**Your instructions:** Everything in the records below must be repeated exactly, except the pictures.

··········

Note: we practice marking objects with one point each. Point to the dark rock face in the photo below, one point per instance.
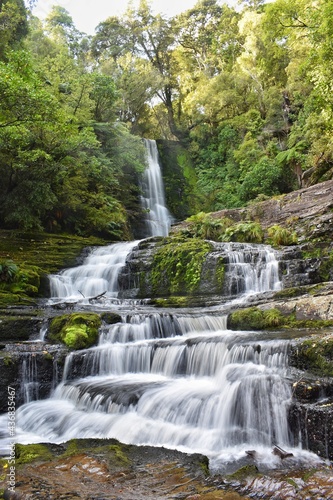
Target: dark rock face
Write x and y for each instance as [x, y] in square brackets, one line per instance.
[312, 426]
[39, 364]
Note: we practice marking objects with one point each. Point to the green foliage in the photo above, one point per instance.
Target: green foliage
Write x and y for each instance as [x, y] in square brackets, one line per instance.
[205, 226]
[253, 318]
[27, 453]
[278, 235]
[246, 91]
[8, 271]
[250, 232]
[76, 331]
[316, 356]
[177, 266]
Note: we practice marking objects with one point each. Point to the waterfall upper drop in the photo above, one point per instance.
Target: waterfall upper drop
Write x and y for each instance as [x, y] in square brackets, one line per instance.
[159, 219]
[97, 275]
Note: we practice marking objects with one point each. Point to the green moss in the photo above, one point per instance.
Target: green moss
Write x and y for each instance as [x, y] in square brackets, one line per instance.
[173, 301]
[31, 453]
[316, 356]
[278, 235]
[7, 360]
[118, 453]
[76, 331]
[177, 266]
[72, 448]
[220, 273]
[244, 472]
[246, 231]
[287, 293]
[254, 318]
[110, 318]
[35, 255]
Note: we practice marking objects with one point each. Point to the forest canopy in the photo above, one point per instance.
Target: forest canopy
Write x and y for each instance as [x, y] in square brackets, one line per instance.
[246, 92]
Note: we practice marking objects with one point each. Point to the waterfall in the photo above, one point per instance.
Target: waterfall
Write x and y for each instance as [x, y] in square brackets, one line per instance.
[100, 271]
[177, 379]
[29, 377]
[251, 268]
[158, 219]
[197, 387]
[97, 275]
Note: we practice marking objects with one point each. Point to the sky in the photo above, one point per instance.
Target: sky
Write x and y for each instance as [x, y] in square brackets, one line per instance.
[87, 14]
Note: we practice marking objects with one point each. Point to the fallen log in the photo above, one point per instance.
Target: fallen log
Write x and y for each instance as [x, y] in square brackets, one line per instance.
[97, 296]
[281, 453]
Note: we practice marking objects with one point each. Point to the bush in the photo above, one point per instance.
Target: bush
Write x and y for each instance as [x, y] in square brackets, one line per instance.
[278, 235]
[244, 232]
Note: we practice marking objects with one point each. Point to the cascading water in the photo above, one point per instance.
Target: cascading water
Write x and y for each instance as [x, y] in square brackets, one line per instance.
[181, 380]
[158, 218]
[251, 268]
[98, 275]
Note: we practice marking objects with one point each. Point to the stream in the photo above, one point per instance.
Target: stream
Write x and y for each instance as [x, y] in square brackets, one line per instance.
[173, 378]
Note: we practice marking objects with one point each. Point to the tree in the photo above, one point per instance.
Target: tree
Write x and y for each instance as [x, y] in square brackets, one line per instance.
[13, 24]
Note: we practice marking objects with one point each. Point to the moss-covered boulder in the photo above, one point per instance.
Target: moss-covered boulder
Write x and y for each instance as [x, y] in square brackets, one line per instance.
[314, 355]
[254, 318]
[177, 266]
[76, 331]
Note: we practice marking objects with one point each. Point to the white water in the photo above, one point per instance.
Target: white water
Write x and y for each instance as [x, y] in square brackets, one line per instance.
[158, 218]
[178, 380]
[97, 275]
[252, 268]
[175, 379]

··········

**Solution below:**
Note: we practice marking objects with one point each. Point to the dark rock face in the photo below, one point per instance.
Target: dark rock face
Write x and y for each instance as [x, y] in square brackets, one line per instance.
[312, 426]
[39, 364]
Note: we practice marking objects with one point each. Point to the green foliage in the photo above, one point per instance.
Target: green foliage
Write x and y for each instance as [x, y] in square brackets, one line per instance.
[205, 226]
[253, 318]
[27, 453]
[278, 235]
[246, 91]
[8, 271]
[250, 232]
[76, 331]
[316, 356]
[177, 266]
Note: we practice marking objects with one point each. Point to the waterfall upper drop in the photo above, one point per instance.
Target: waterfall upper drop
Write x and y for each instance as [x, y] in square brackets, one line per instance.
[159, 219]
[97, 275]
Note: we practice marking objects with one point each. Point to the green moss in the photo above, one point per instance.
Target: green moss
Write x and y for each instance as [x, y] in square brackets, one line per instance.
[173, 301]
[31, 453]
[316, 356]
[278, 235]
[7, 360]
[118, 453]
[76, 331]
[177, 266]
[72, 448]
[220, 273]
[244, 472]
[246, 231]
[287, 293]
[254, 318]
[110, 318]
[35, 255]
Note: we practice marking objects with one point each. Point to the forest canopy in the photo above, one point per instance.
Target: forest canopy
Write x and y for each instance as [x, y] in square brackets, one line per instance.
[246, 92]
Note: we practice marking objects with one point each. Point to the waterfall in the photo above, one point per instance.
Target: waterfall
Write x and y for each instance as [x, y] in square brackets, one line per instance.
[100, 271]
[177, 379]
[29, 377]
[251, 268]
[158, 219]
[197, 387]
[97, 275]
Note: we practice marking objects with one point each. Point to the sky in the photo above, one point per instance.
Target: sky
Write x and y for each instance as [x, y] in square brackets, one line per instance.
[87, 14]
Note: we practice marking objects with one point each. Point to the fallen log in the photo above, one point per instance.
Target: fallen log
Write x and y for each instance as [x, y] in square brackets, one line per instance.
[97, 296]
[281, 453]
Note: we practice marking objects with one point each. Point to the bush in the photo above, one point per instance.
Target: bush
Write x and y for each instance as [x, y] in square brackets, one line per instance.
[278, 235]
[244, 232]
Note: we practice marking objects with one point each. Point to the cascading water in the photo above, one point per instance.
Target: cascading water
Write x and y for each instance as [x, y] in square brackets, one line per instance.
[181, 380]
[158, 218]
[251, 268]
[98, 275]
Note: we practice marking objects with one point each. Point to the stream in the photo above, one point per instance.
Target: stream
Write x and y for each instance as [x, y] in square brackets, one line per instance.
[173, 378]
Note: we practice marking objects with one point each. Point to the tree in the photo above, one point per instance.
Target: tree
Write x and y for each instance as [x, y] in square brackets, one line per instance.
[13, 24]
Note: we practice marking objects with one point each. Point to the moss-covered boulder in the photo above, one point per instance.
Target: moss-covered boulder
Write x and y for each instance as [x, y] in square brackets, one line per instance.
[314, 355]
[254, 318]
[177, 266]
[76, 331]
Note: we practice marking objects with one point each. Point to the white water in the photo above, one point per instance.
Target: white water
Write x and y for each instance as [x, y] in square brackets, one line per instance.
[158, 218]
[178, 380]
[97, 275]
[252, 268]
[175, 379]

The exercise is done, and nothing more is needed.